— Exercises to complete —
(a) According to the Calvary review, where and when does the man in the confession tell Lavelle to meet him?
(b) List every individual character from the film whom the Calvary review describes.

— Page excerpt —
· · · · ·

Calvary (John Michael McDonagh, 2014)
WHYYYYYYYYYYYYYYYYYYYYYYYYYYYYYYY?! Was my reaction at the end of this film. In regards to various aspects – just WHY?! Calvary was a great film but it left me feeling exasperated at various characters’ choices. They all had their reasons, but their choices were still a bit dumb.
Calvary begins with Father James Lavelle (Brendan Gleeson) listening to a parishioner’s confession. A man – faceless to the audience and of course, Lavelle – tells Lavelle that he was raped by a priest when he was a child, and wants revenge. As the priest in question has since died, the man has decided to murder a ‘good’ priest to send a message to the church. He tells Lavelle to meet him on the beach in seven days where he will meet his fate. The film then proceeds to show us the next seven days…
This is neither a pro- or anti-religion film. Set in present day Ireland, Calvary explores the place of the Catholic Church in the aftermath of revelations of past sexual abuse. In one scene, Lavelle strikes up a friendly conversation with a young girl he sees out walking, and is interrupted by the girl’s father screaming at her to get into the car and away from someone he perceives as a predator. The film succeeds in making the viewer simultaneously feel for Lavelle in regards to unfair prejudice against him, while also understanding others’ feelings of distrust towards the church. Looking at the bigger picture, this scene would still ring true if the church wasn’t even involved. Any man seen speaking to a child is met with immense suspicion in this day and age. But that’s another story, or film (for further exploration of this topic see The Hunt (Thomas Vinterberg, 2012)). Lavelle is indeed a good priest, but one who seems to be becoming disillusioned – not necessarily from his belief in God, but his belief in himself and others. He is surrounded by some pretty despicable characters – some religious, some not – and he is somewhat heroic in his efforts to assist them where he can.

· · · · ·

— Dataset content —

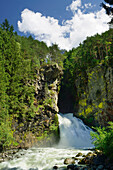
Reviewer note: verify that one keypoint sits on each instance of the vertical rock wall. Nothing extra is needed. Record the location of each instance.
(96, 100)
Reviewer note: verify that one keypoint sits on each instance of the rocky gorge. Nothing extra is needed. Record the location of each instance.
(42, 129)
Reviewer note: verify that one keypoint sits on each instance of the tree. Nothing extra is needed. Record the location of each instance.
(109, 9)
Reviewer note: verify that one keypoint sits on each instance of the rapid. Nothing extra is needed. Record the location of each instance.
(74, 138)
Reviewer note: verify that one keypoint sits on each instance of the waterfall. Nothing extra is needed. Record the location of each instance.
(73, 132)
(74, 136)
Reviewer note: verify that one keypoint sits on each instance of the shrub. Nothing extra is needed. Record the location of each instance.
(104, 139)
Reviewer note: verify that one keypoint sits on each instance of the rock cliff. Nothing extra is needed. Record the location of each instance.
(42, 128)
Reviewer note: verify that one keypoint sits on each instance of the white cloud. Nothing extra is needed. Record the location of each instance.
(49, 30)
(74, 5)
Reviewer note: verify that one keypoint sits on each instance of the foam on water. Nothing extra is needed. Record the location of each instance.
(74, 136)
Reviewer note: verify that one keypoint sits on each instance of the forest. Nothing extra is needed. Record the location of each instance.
(21, 58)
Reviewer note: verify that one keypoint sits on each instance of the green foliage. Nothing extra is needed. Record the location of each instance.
(20, 60)
(103, 139)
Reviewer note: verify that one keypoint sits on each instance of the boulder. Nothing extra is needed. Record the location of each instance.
(68, 161)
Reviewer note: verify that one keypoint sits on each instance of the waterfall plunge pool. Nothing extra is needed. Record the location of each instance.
(74, 138)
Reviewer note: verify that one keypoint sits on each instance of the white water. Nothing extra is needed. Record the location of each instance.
(74, 134)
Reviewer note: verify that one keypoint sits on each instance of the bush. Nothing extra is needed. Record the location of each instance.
(104, 139)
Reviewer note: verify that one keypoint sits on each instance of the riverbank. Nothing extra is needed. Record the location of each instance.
(53, 158)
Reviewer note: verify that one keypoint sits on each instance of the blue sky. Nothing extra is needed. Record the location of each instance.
(64, 22)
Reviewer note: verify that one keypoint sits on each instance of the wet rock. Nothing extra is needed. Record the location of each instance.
(79, 154)
(72, 167)
(69, 161)
(100, 167)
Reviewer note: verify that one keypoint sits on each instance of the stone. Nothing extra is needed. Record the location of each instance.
(100, 167)
(69, 161)
(79, 154)
(55, 167)
(72, 167)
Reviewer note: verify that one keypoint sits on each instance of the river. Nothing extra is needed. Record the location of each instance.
(74, 138)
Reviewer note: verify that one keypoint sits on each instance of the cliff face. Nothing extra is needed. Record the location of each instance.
(42, 128)
(96, 99)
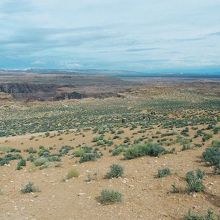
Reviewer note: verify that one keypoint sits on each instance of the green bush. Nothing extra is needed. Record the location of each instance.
(65, 150)
(9, 157)
(212, 156)
(163, 172)
(21, 163)
(110, 197)
(40, 161)
(115, 171)
(194, 181)
(87, 154)
(151, 149)
(28, 188)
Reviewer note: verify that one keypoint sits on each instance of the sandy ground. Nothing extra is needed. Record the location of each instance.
(144, 196)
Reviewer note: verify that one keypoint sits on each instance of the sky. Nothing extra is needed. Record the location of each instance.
(141, 35)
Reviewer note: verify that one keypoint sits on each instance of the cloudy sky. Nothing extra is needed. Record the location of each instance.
(141, 35)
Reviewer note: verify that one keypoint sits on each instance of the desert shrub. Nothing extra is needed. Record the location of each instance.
(174, 188)
(216, 130)
(28, 188)
(21, 164)
(194, 181)
(206, 137)
(72, 173)
(53, 158)
(151, 149)
(185, 131)
(115, 171)
(163, 172)
(89, 157)
(43, 151)
(209, 216)
(31, 158)
(198, 145)
(87, 154)
(40, 161)
(110, 197)
(186, 147)
(216, 143)
(13, 150)
(31, 150)
(65, 150)
(212, 155)
(9, 157)
(118, 150)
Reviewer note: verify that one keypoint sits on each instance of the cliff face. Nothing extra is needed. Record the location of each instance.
(13, 88)
(43, 92)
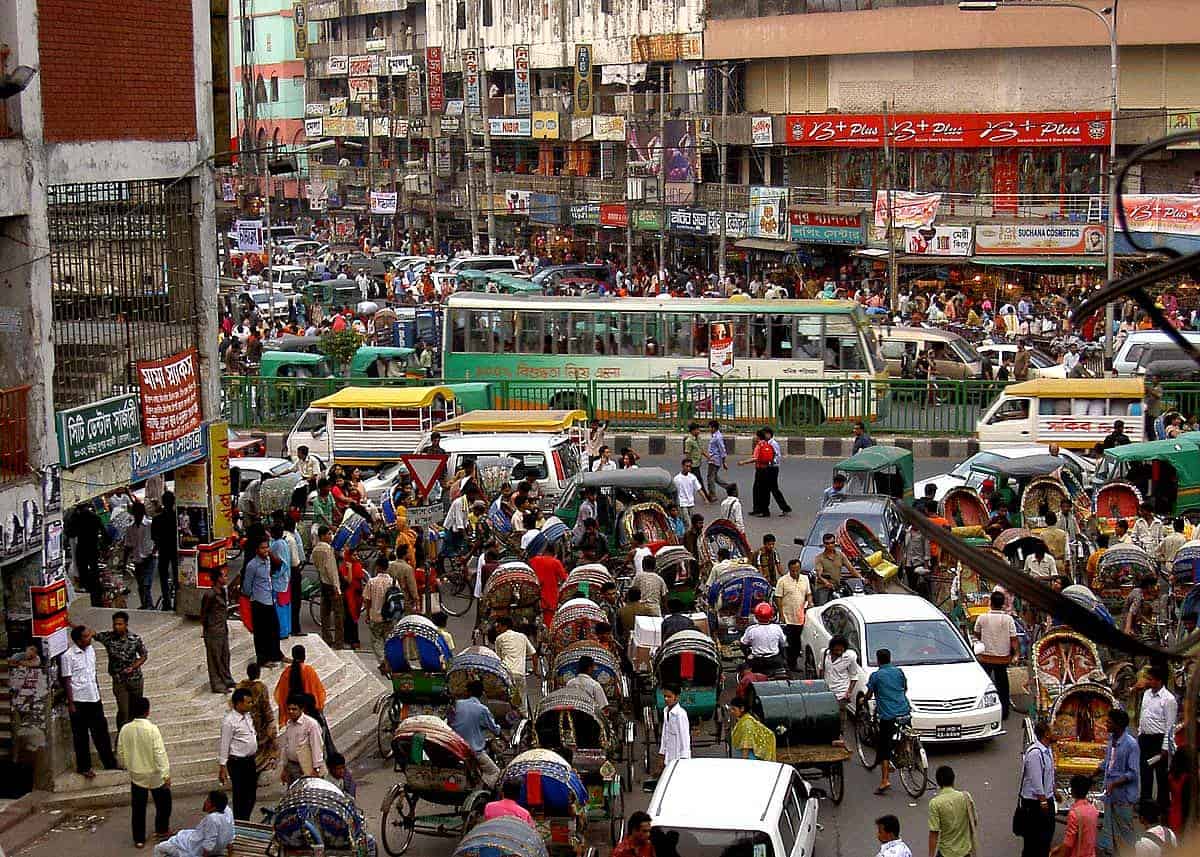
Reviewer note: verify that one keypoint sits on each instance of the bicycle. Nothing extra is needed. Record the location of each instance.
(907, 754)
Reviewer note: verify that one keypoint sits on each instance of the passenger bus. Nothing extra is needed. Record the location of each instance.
(641, 348)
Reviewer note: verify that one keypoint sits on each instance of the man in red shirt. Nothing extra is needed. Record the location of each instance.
(551, 575)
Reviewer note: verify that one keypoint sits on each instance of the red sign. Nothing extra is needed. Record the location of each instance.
(436, 82)
(171, 396)
(801, 217)
(613, 214)
(949, 130)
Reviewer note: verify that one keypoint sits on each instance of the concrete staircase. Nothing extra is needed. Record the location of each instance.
(189, 713)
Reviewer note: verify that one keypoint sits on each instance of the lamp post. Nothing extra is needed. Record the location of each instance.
(1108, 17)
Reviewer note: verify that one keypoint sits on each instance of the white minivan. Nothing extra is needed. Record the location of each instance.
(733, 808)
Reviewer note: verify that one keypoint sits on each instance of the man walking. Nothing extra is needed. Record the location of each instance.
(126, 654)
(77, 667)
(141, 751)
(333, 606)
(215, 630)
(235, 756)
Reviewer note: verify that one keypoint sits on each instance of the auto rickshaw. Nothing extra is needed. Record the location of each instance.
(879, 471)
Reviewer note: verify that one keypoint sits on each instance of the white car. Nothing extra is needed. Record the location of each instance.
(952, 697)
(963, 474)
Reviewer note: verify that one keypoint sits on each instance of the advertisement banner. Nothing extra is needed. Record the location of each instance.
(545, 125)
(471, 79)
(171, 396)
(1039, 239)
(436, 83)
(951, 130)
(521, 79)
(939, 240)
(383, 202)
(1175, 214)
(761, 131)
(582, 81)
(816, 227)
(909, 209)
(767, 215)
(99, 429)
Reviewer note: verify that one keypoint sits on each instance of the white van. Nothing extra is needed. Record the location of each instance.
(1125, 361)
(737, 807)
(1075, 413)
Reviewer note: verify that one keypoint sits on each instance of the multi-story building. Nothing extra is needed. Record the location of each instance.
(107, 270)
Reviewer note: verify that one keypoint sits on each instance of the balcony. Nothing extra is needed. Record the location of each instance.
(15, 435)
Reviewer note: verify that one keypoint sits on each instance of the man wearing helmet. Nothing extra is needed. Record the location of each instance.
(766, 641)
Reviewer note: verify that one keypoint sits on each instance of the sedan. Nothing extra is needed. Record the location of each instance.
(952, 697)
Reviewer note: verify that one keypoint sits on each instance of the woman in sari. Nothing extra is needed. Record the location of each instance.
(750, 737)
(263, 715)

· · · · ·

— Numbered responses —
(a) On the beach in seven days.

(b)
- Father James Lavelle
- The faceless man who makes the confession
- The priest who raped that man as a child and has since died
- The young girl Lavelle talks to while she is out walking
- The girl's father, who screams at her to get into the car